_Tasks and exercises_.
[1] Translate this sentence from the article below about the Maine lobster bill into Spanish: "A dozen or so fishermen attended Wednesday’s work session, far less than the hundreds who attended a public hearing on the same bill last week."
[2] List every person mentioned by name in the news story below about the Maine lobster bill.
[3] Carry on the news report below about the Maine lobster bill, picking up right after its final sentence.

_Document passage_.
--- START ---

Panel kills bill to allow fishermen to land dragged lobsters in Maine

This story was published on March 15, 2007 on Page B1 in all editions of the Bangor Daily News

AUGUSTA – Something needs to be done to help the ailing groundfish industry in Maine, the Legislature’s marine resources committee indicated Wednesday, but it will not come at the expense of the state’s healthy lobster fishery.

The committee took quick action to kill the bill, LD 170, with a 10-0 vote that it should not be recommended to the full Legislature.

A dozen or so fishermen attended Wednesday’s work session, far less than the hundreds who attended a public hearing on the same bill last week.

Legislators on the committee needed little convincing Wednesday and did not dwell on whether they should vote for the bill. Instead, they discussed how they might look into ways by which the state can help support the groundfish industry without allowing dragged-up lobsters to be brought ashore.

Sen. Dennis Damon, D-Trenton, said that the proposal has highlighted the danger the groundfish industry faces of vanishing from Maine. He suggested more should be done to follow the recommendations of the state’s groundfish task force, which examined the issue three years ago.

“I don’t think it’s too extreme to say it’s bordering on collapse,” Damon said. “If that wasn’t clear before, it must be clear now.”

The bill was proposed by Rep. Anne Haskell, D-Portland, and was strongly supported by members and clients of the Portland Fish Exchange, which has seen its volume decrease sharply in recent years as more groundfish boats take their catches to Massachusetts. The bill would have allowed groundfishing boats to bring in 100 lobsters a day or 500 in a week.

Groundfishermen argued that they have an economic incentive to take their catch to Massachusetts, where it is legal to land dragged lobsters and which has no maximum limit on lobster size. They said that even if they cannot land large lobsters in Maine, legalizing lobster bycatch in Maine would help keep groundfish boats and fish processing businesses from moving out of state.

Lobstermen, however, were adamant that the law not change. The groundfish industry is in poor shape because it has been badly mismanaged, they said. Allowing draggers to bring lobsters to Maine could have serious consequences for the ongoing healthy management of the lobster fishery, they argued.

Haskell said after Wednesday’s vote that she is glad she has been able to alert her fellow legislators to the dire state of groundfishing in Maine.

“No one ever likes to see their bill killed,” she said. “I believe the process worked. I feel it was definitely worth the effort.”

Islesford lobsterman Jack Merrill said after the session that he came prepared to provide a host of economic facts to the committee.

--- END ---

[Dataset entries]
--- START ---

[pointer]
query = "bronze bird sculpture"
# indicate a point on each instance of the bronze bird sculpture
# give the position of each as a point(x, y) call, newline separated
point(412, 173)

--- END ---

_Answers_.
[1] Una docena aproximadamente de pescadores asistieron a la sesión de trabajo del miércoles, muchos menos que los cientos que asistieron a una audiencia pública sobre el mismo proyecto de ley la semana pasada.

[2]
Dennis Damon
Anne Haskell
Jack Merrill

[3]
Dragged lobsters tend to be damaged lobsters, he said, and as a result they get a cheaper price from dealers. If groundfish dragger boats were allowed to bring as many as 100 lobsters ashore a day, the additional catch could lower the average statewide per-pound price for everybody else, he said. With 66 million pounds of lobster caught in Maine last year, Merrill said, a 10-cent drop in the average statewide price would mean a loss of $6.6 million to the industry.

The committee also voted 10-0 to establish a subcommittee of five of its members to look into what progress has been made in implementing the groundfish task force’s recommendations.

Patrice McCarron, executive director of the Maine Lobstermen’s Association, said Wednesday that she was pleased with the committee’s votes and that the MLA also is supportive of other efforts to help the groundfish industry. She said the task force spent eight months looking into ways to help keep the state’s groundfish industry afloat.

What is key is preserving working waterfront access, she said, so that groundfishing businesses will have the ability to re-establish themselves after groundfish stocks recover. Protecting this access also is key to preserving the lobster industry, she said.

“There are things that are going to come and go, but if we have access to the waterfront those businesses can come back,” McCarron said. “That’s the natural cycle. It’s going to happen.”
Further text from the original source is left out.